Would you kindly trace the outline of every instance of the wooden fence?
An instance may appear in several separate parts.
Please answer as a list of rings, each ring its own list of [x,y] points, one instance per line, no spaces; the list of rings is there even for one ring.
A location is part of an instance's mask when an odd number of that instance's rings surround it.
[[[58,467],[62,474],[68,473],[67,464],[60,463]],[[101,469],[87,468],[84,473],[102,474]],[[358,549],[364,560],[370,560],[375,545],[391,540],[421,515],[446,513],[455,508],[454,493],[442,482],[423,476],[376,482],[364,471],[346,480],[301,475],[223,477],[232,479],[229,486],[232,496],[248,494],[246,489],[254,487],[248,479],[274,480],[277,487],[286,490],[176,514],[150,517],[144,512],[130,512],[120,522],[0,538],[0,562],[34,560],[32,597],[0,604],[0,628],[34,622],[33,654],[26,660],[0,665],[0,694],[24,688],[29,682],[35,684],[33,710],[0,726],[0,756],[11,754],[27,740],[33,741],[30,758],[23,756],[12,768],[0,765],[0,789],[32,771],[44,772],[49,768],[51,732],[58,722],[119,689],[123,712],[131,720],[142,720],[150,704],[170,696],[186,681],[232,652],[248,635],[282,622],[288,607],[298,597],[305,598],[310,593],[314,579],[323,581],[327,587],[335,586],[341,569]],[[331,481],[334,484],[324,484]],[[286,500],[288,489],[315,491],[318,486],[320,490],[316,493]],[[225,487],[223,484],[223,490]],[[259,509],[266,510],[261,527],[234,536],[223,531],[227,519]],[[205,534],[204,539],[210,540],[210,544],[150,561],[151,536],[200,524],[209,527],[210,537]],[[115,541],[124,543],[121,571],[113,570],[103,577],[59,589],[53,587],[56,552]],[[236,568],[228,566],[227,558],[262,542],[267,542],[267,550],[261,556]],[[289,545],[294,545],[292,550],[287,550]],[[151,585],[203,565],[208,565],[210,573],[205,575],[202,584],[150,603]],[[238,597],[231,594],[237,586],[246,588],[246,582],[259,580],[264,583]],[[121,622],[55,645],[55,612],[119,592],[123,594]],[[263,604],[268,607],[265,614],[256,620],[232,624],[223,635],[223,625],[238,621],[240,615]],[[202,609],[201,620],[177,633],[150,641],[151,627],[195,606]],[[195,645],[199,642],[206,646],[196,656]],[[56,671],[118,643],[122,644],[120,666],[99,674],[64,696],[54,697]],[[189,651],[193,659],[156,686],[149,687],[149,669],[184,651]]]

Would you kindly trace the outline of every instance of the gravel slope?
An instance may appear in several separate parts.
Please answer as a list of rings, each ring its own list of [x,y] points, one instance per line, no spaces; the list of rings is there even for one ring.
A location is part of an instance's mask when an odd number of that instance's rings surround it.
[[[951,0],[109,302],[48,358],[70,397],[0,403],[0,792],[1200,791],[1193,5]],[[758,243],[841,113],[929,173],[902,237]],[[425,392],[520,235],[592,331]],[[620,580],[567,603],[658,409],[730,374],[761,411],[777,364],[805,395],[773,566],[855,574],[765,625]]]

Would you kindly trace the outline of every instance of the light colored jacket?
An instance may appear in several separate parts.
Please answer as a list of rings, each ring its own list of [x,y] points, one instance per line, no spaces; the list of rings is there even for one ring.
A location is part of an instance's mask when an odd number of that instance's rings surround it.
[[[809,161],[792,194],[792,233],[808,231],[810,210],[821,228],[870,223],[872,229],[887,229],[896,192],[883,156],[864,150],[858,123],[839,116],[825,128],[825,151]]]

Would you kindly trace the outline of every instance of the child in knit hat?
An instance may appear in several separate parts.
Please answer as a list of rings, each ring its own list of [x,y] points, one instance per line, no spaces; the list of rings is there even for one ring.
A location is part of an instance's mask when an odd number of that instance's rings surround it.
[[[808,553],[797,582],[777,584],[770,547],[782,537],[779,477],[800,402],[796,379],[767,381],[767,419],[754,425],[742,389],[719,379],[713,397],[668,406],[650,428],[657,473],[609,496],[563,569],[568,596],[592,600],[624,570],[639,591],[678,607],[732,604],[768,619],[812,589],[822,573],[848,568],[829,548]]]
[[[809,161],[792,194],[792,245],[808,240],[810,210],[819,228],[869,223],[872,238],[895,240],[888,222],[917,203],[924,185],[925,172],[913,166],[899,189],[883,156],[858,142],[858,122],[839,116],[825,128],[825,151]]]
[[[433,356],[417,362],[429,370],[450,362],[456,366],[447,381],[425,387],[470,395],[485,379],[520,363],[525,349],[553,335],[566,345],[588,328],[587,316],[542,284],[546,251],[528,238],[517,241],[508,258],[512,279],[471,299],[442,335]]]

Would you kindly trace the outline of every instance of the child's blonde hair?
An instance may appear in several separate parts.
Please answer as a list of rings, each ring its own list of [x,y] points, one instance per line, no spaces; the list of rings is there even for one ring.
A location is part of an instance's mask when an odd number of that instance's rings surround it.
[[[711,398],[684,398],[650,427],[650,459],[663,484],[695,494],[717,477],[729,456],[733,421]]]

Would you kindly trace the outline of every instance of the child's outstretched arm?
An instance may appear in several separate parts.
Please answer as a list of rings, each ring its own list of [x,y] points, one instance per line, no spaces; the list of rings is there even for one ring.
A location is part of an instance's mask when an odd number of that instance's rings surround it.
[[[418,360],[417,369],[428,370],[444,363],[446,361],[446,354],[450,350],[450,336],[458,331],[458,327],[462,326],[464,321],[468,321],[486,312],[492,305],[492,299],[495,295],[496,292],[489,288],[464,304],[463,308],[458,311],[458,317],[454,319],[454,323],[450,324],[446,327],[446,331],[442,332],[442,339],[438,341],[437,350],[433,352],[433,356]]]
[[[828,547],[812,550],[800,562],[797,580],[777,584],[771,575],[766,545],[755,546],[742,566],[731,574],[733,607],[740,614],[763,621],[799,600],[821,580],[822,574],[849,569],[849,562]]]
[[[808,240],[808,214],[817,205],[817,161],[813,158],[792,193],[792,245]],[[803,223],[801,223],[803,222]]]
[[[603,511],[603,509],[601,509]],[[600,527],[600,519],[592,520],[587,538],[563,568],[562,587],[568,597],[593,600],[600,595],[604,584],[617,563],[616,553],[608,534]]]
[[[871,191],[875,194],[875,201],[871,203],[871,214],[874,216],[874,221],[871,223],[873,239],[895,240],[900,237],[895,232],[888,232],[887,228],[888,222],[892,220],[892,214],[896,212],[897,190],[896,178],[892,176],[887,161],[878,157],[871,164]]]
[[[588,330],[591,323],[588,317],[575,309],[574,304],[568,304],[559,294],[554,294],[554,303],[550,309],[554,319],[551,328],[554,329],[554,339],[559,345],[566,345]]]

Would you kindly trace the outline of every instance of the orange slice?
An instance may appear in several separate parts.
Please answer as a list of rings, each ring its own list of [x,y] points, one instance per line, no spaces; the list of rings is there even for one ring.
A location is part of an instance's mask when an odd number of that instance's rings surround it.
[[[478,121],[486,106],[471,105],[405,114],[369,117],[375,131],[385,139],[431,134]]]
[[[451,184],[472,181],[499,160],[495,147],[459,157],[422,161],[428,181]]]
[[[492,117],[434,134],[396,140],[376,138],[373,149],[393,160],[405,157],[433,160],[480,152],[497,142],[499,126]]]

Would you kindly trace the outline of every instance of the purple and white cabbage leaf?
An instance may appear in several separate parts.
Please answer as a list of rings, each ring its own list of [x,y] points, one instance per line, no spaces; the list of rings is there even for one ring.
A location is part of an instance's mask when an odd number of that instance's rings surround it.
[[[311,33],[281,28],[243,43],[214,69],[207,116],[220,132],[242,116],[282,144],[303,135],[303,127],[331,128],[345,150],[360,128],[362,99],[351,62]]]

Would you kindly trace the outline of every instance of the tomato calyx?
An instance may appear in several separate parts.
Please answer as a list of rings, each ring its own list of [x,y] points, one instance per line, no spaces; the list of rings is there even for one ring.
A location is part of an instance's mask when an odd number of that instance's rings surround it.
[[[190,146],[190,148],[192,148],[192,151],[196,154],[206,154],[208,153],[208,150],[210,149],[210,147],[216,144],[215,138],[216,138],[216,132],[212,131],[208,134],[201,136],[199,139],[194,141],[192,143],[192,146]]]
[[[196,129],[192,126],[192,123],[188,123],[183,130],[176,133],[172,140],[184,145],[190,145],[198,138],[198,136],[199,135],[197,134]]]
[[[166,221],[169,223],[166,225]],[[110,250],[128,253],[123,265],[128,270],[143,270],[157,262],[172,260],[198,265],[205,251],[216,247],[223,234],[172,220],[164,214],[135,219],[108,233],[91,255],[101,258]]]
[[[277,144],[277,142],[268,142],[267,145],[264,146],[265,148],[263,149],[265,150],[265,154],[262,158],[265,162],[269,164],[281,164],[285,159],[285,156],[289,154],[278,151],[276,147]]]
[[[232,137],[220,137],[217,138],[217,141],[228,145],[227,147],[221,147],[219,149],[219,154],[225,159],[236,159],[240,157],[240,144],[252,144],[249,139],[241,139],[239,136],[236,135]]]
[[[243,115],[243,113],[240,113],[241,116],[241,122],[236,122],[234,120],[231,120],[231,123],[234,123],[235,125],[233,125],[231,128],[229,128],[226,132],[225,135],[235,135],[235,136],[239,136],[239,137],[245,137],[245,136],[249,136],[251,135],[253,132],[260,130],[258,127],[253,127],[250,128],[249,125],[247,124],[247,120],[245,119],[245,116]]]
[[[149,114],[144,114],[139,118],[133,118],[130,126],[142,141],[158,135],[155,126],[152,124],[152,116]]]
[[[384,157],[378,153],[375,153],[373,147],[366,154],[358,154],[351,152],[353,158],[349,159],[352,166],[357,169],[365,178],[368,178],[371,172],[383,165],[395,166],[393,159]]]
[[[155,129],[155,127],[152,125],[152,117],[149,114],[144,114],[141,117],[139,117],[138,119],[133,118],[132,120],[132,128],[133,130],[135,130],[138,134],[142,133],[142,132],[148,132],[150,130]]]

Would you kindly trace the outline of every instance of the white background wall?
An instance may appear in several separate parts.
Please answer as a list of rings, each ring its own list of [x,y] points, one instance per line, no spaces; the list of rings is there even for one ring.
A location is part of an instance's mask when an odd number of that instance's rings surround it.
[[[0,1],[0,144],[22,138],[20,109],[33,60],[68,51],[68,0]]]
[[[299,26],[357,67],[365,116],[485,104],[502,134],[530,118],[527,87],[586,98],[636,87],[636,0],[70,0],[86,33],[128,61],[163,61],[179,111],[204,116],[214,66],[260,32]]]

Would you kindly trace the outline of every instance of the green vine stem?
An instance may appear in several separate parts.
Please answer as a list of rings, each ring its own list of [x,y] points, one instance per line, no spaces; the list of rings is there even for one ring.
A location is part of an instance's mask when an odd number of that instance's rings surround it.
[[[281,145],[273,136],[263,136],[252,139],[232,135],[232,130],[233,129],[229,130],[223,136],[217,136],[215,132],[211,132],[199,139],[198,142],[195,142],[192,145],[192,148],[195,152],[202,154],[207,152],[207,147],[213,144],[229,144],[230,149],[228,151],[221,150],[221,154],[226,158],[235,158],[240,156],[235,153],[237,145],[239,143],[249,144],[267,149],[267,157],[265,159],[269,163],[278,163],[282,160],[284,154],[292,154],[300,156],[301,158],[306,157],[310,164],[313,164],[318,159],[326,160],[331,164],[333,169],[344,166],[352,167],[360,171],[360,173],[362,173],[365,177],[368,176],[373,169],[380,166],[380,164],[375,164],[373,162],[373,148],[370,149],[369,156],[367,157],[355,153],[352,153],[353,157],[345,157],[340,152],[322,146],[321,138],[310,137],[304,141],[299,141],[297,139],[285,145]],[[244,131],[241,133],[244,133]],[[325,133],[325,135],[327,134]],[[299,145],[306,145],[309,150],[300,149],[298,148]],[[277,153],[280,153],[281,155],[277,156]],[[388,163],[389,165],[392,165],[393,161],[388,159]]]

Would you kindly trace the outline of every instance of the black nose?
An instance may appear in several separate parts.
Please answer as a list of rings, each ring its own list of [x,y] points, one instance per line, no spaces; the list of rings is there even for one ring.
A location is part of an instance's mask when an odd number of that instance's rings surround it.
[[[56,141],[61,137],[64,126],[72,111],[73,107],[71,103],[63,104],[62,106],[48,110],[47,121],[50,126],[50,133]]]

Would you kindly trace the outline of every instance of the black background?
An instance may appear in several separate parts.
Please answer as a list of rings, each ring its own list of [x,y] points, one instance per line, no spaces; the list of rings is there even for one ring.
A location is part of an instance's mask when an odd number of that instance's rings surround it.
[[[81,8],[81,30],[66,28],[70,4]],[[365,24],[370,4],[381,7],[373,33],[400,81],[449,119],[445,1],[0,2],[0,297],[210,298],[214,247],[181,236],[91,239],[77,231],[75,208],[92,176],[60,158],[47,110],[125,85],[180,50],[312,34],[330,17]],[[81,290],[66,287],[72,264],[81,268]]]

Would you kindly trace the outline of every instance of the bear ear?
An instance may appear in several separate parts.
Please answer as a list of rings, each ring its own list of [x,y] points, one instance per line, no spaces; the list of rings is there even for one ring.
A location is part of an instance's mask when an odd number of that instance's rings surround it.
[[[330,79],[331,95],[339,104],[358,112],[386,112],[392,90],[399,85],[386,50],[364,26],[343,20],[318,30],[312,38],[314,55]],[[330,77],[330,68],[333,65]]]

════════════════════

ABOUT THIS EXERCISE:
What lines of the listing contain the word "black"? Copy them all.

RESULT OF THIS EXERCISE:
Would you kindly trace the outline of every instance of the black nose?
Would you kindly trace the outline of every instance of the black background?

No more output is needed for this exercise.